— Objective —
Turn the records below into a numbered list, leaving out any blank lines.

— Dataset excerpts —
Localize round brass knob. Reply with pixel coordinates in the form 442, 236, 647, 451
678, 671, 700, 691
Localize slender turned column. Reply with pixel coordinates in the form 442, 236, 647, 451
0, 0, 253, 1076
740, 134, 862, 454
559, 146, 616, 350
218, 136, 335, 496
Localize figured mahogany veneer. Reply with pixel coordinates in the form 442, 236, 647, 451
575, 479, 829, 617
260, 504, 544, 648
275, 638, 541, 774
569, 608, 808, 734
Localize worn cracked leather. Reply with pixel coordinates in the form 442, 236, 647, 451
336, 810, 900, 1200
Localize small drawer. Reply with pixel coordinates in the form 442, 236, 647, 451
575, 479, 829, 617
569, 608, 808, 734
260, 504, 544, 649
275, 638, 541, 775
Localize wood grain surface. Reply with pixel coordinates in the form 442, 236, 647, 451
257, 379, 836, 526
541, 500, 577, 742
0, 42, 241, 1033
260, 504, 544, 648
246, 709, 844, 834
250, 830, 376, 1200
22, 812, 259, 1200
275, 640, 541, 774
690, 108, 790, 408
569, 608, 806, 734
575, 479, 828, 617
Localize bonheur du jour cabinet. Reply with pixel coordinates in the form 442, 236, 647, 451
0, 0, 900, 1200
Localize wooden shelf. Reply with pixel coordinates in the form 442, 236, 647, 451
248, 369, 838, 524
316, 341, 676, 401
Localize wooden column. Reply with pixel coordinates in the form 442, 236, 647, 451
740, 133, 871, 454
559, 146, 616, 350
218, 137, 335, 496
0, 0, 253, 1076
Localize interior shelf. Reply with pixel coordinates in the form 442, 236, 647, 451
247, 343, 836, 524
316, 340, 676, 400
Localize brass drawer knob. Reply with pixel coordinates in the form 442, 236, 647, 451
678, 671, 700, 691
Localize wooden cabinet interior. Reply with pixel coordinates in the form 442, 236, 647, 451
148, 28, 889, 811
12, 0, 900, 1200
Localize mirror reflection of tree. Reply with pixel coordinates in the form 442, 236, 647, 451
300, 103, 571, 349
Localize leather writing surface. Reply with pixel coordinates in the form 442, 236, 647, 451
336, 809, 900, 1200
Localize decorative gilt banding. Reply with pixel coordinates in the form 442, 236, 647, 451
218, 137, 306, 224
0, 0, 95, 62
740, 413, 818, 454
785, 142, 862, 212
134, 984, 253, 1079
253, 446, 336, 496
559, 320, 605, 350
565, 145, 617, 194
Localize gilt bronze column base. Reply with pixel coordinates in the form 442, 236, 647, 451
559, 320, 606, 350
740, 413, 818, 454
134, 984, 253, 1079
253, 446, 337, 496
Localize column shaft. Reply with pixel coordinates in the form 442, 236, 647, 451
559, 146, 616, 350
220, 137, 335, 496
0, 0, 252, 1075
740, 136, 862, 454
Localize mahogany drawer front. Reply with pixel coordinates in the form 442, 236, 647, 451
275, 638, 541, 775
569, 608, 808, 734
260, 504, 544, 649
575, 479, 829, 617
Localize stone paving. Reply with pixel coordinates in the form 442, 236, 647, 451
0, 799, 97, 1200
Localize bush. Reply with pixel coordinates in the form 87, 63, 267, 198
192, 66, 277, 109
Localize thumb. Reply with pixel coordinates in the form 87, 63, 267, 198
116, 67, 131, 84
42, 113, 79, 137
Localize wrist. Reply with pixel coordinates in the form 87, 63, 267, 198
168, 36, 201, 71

— Task answer —
1. Localize round brass knob. Reply with pixel coordinates in the form 442, 236, 647, 451
2. 678, 671, 700, 691
3. Localize slender turned column. Reply with pixel coordinates in the form 442, 236, 647, 451
4. 0, 0, 253, 1076
5. 740, 134, 862, 454
6. 559, 146, 616, 350
7. 218, 136, 335, 496
8. Localize figured mahogany veneer. Reply with pixel coordinates in the form 442, 236, 647, 451
9. 575, 479, 829, 617
10. 260, 504, 544, 648
11. 275, 638, 541, 774
12. 569, 608, 808, 734
13. Localize worn cracked leather. Reply with pixel coordinates in the form 442, 236, 647, 451
14. 336, 810, 900, 1200
15. Localize small drawer. Reply with pixel coordinates in the form 442, 236, 647, 451
16. 575, 479, 829, 617
17. 569, 608, 808, 734
18. 260, 504, 544, 649
19. 275, 638, 541, 775
20. Localize wood grain surface. Reply with pixel coordinates in the form 442, 236, 647, 451
21. 257, 379, 836, 526
22. 541, 500, 577, 742
23. 0, 42, 241, 1033
24. 260, 504, 544, 648
25. 246, 709, 844, 834
26. 250, 830, 376, 1200
27. 22, 812, 259, 1200
28. 275, 640, 541, 774
29. 690, 108, 790, 408
30. 569, 608, 806, 734
31. 575, 479, 828, 617
32. Localize bonheur du jour cabinet. Reply with pixel coordinates in the form 442, 236, 647, 451
33. 0, 0, 900, 1200
34. Localize wooden shelf. Reply with pixel coordinates in the form 442, 236, 647, 451
35. 248, 369, 838, 524
36. 316, 341, 676, 401
37. Localize wooden column. Reply with pixel coordinates in the form 442, 236, 647, 451
38. 740, 133, 871, 454
39. 559, 146, 616, 350
40. 218, 137, 335, 496
41. 0, 0, 253, 1076
42. Localize interior shelf. Reply with pixel coordinates in the form 442, 236, 647, 451
43. 247, 343, 836, 524
44. 316, 340, 676, 400
45. Localize brass drawer knob. Reply with pixel coordinates in the form 442, 236, 647, 451
46. 678, 671, 700, 691
47. Localize wooden cabinet interior. Reply with pixel coordinates in the form 442, 236, 647, 451
48. 148, 28, 889, 811
49. 12, 0, 900, 1200
50. Localize mirror reflection of tree. Reply with pixel coordinates in the form 442, 236, 647, 451
51. 300, 103, 571, 349
52. Localize leather writing surface. Reply with pixel coordinates in the form 442, 236, 647, 451
53. 336, 809, 900, 1200
54. Localize decorative gilt banding. Reply with pixel coordinates in the form 442, 236, 647, 451
55. 218, 137, 306, 224
56. 0, 0, 95, 62
57. 740, 413, 818, 454
58. 785, 142, 862, 212
59. 134, 984, 253, 1079
60. 253, 446, 336, 496
61. 559, 320, 605, 350
62. 565, 145, 617, 194
63. Localize gilt bronze column base. Reply with pixel coordinates in the form 442, 236, 647, 451
64. 559, 320, 606, 350
65. 740, 413, 818, 454
66. 134, 984, 253, 1079
67. 253, 446, 337, 496
68. Localize column shaft. Reply with pixel coordinates in the form 442, 236, 647, 451
69. 559, 146, 616, 350
70. 220, 137, 335, 496
71. 0, 0, 252, 1075
72. 740, 136, 862, 454
73. Localize mahogany drawer front. Reply with pixel coordinates in the form 442, 236, 647, 451
74. 275, 638, 541, 775
75. 569, 608, 808, 734
76. 260, 504, 544, 649
77. 575, 479, 829, 617
78. Localize stone paving. Reply with pixel coordinates in the form 442, 236, 647, 451
79. 0, 799, 97, 1200
80. Localize bush. Reply with pixel coordinates in the form 87, 63, 267, 198
81. 192, 66, 277, 109
82. Localize thumb. Reply with pixel coordinates in the form 87, 63, 267, 198
83. 116, 67, 131, 84
84. 42, 113, 79, 137
85. Localize wrist. Reply with pixel coordinates in the form 87, 63, 267, 198
86. 168, 36, 201, 71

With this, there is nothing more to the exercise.